[Dataset items]
>>>>

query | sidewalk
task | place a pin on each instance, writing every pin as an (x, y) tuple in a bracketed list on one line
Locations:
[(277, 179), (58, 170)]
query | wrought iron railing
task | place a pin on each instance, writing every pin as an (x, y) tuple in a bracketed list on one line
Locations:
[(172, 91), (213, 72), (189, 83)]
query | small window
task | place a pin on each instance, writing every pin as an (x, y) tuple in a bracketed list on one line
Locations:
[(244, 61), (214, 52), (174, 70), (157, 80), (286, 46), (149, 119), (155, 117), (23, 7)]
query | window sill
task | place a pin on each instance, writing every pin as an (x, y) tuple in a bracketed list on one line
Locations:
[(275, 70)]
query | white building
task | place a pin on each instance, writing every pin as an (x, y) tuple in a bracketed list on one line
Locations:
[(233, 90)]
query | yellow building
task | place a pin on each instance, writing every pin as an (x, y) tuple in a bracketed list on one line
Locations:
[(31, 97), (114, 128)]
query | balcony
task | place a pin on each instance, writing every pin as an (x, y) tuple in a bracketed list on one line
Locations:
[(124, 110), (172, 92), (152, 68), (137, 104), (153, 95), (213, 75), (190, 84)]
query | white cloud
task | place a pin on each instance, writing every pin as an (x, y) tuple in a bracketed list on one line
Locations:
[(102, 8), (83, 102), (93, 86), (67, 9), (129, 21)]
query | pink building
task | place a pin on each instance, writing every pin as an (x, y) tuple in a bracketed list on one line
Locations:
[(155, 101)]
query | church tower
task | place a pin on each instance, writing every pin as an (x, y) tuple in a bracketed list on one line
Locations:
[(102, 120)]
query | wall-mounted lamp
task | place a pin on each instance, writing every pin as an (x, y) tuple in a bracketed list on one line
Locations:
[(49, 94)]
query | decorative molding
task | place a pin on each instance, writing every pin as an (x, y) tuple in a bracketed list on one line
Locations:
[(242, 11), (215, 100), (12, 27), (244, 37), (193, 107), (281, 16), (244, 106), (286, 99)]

<<<<

• Challenge:
Please format the lines of the data as a JSON list of strings, one string per line, skipping any blank lines. Begin at the first line of the data and stop after the line that has "75), (190, 84)]".

• The response:
[
  "query | sidewalk",
  "task | place a pin on each instance, writing every pin as an (x, y) tuple in a bracketed list on one line",
  "Locations:",
  "[(277, 179), (58, 170)]",
  "query | wrought iron railing",
  "task | place a pin on each instance, writing every pin as an (x, y) tuple in a bracketed list on one line",
  "Locations:",
  "[(172, 91), (213, 72), (189, 83)]",
  "query | small window",
  "task | place a pin on each instance, writing every pin as an (x, y) tuple in a bracketed list on one line",
  "Locations:",
  "[(244, 61), (214, 52), (174, 70), (157, 80), (286, 46), (149, 119), (155, 117), (23, 7)]",
  "query | window sill",
  "task | place a pin on each instance, writing every pin as an (x, y) tuple in a bracketed list on one line",
  "Locations:",
  "[(275, 70)]",
  "query | white building",
  "task | place a pin on each instance, writing every pin as an (x, y) tuple in a bracketed list on one line",
  "Locations:",
  "[(233, 90)]",
  "query | yellow building",
  "task | place a pin on each instance, writing every pin as an (x, y) tuple in a bracketed list on one line",
  "Locations:",
  "[(31, 97), (114, 128)]",
  "query | balcony",
  "task | place a pin on each instance, writing every pin as an (x, y) tuple in a bracketed list on one line",
  "Locations:",
  "[(124, 110), (172, 92), (152, 68), (137, 104), (153, 95), (213, 75), (190, 84)]"
]